- **To do**
Return, in full, every line of the records below that contains the string "chrome". Treat the match as case-sensitive.

Entries from an annotation dataset

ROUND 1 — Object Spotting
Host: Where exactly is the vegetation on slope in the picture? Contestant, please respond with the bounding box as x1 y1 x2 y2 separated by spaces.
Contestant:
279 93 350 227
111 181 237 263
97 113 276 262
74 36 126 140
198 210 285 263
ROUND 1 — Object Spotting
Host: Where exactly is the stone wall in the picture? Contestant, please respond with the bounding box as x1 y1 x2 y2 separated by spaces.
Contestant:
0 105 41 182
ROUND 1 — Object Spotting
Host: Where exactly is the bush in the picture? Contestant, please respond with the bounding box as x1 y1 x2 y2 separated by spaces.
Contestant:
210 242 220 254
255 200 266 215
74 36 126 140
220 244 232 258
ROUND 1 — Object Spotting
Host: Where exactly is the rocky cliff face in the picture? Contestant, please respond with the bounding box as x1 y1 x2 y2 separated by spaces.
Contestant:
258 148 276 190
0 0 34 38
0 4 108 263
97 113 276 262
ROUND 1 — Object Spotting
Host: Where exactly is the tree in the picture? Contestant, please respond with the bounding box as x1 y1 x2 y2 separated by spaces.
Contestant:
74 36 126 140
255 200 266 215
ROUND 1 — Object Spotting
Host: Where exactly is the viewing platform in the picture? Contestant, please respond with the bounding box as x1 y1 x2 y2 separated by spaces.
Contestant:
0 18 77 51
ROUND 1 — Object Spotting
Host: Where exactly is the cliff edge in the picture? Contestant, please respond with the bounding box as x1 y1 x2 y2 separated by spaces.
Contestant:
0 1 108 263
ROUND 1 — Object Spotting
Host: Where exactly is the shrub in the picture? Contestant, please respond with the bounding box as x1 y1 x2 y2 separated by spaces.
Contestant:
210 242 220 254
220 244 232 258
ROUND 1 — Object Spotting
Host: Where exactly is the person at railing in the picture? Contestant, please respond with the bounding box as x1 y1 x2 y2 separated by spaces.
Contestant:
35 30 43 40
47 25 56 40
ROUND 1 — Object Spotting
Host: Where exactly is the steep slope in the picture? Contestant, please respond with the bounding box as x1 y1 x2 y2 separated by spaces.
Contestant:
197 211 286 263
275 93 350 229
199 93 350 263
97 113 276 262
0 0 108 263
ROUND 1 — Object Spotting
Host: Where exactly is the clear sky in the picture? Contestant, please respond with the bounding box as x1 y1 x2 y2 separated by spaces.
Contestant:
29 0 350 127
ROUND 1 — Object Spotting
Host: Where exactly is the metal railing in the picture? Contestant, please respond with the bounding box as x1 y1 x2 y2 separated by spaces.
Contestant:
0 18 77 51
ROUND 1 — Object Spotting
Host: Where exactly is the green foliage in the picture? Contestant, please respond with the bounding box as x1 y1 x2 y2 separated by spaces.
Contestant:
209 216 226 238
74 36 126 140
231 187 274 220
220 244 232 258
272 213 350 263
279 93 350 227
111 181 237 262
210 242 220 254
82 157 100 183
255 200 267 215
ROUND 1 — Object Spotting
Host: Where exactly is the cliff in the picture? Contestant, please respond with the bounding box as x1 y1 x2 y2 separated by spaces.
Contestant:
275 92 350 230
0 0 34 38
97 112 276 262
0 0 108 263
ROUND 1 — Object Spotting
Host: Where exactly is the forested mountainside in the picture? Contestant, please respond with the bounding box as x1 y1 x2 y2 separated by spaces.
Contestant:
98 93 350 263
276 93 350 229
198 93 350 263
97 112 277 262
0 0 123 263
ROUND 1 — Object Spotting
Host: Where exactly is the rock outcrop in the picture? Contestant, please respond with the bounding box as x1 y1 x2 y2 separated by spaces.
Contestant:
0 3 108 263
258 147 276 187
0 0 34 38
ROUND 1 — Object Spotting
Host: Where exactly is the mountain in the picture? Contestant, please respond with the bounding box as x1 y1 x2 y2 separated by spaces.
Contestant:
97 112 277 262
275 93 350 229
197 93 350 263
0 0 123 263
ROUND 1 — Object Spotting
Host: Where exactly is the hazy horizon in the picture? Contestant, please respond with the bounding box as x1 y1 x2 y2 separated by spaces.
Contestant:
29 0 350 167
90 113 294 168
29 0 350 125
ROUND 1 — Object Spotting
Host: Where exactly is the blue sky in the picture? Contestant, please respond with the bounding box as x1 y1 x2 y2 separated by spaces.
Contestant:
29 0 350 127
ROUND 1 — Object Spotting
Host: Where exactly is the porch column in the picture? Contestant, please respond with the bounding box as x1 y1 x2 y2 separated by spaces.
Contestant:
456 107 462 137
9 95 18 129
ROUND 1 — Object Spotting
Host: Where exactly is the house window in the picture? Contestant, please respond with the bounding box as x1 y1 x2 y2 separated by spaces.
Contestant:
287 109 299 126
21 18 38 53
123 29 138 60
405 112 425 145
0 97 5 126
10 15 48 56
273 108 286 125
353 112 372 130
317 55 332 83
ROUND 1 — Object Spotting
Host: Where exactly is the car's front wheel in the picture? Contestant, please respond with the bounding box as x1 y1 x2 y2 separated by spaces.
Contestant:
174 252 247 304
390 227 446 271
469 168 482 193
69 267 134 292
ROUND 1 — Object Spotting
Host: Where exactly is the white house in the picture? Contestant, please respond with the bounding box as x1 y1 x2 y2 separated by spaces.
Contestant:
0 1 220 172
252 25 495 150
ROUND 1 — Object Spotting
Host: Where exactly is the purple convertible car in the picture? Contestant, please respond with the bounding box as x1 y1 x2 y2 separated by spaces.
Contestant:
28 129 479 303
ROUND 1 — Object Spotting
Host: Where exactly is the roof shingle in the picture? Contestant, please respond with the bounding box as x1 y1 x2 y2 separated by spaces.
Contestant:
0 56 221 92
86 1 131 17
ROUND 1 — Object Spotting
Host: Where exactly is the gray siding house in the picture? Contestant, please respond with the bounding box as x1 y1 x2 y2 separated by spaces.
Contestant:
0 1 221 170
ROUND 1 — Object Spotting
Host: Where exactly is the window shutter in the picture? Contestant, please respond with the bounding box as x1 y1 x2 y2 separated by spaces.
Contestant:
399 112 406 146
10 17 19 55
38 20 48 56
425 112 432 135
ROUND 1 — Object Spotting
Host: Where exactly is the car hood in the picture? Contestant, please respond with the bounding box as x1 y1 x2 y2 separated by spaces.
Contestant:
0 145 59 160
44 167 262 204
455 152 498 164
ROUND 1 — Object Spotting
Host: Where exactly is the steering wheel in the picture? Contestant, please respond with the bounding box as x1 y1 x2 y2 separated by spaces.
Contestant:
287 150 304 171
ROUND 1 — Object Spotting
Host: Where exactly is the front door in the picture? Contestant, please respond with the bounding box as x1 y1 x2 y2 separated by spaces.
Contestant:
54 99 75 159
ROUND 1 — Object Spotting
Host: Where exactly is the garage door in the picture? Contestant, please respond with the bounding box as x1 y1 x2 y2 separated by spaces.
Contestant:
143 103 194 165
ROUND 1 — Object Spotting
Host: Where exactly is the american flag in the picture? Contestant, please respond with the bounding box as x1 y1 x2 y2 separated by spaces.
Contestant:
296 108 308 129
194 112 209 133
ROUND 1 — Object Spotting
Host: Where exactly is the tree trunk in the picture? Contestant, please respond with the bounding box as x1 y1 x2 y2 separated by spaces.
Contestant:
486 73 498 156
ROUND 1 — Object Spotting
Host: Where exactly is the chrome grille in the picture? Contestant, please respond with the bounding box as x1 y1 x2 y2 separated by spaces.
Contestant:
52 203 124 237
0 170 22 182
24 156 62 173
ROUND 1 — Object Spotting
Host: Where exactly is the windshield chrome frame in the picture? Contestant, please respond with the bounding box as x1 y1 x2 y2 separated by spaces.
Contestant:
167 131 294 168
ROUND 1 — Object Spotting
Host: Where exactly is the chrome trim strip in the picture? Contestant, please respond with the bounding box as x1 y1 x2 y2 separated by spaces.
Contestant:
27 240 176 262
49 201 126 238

- **Written solution**
Host: Where exactly is the chrome grille in the picture? Contestant, please respond with the bounding box as x1 y1 x2 y2 separated by spaces.
Host: Where exactly is the windshield chrome frame in the picture? Contestant, please respond with the bounding box as x1 y1 x2 y2 separated by spaces.
Host: Where exactly is the chrome trim strip in the picture? Contestant, please respond with the bounding box as x1 y1 x2 y2 separated by spaces.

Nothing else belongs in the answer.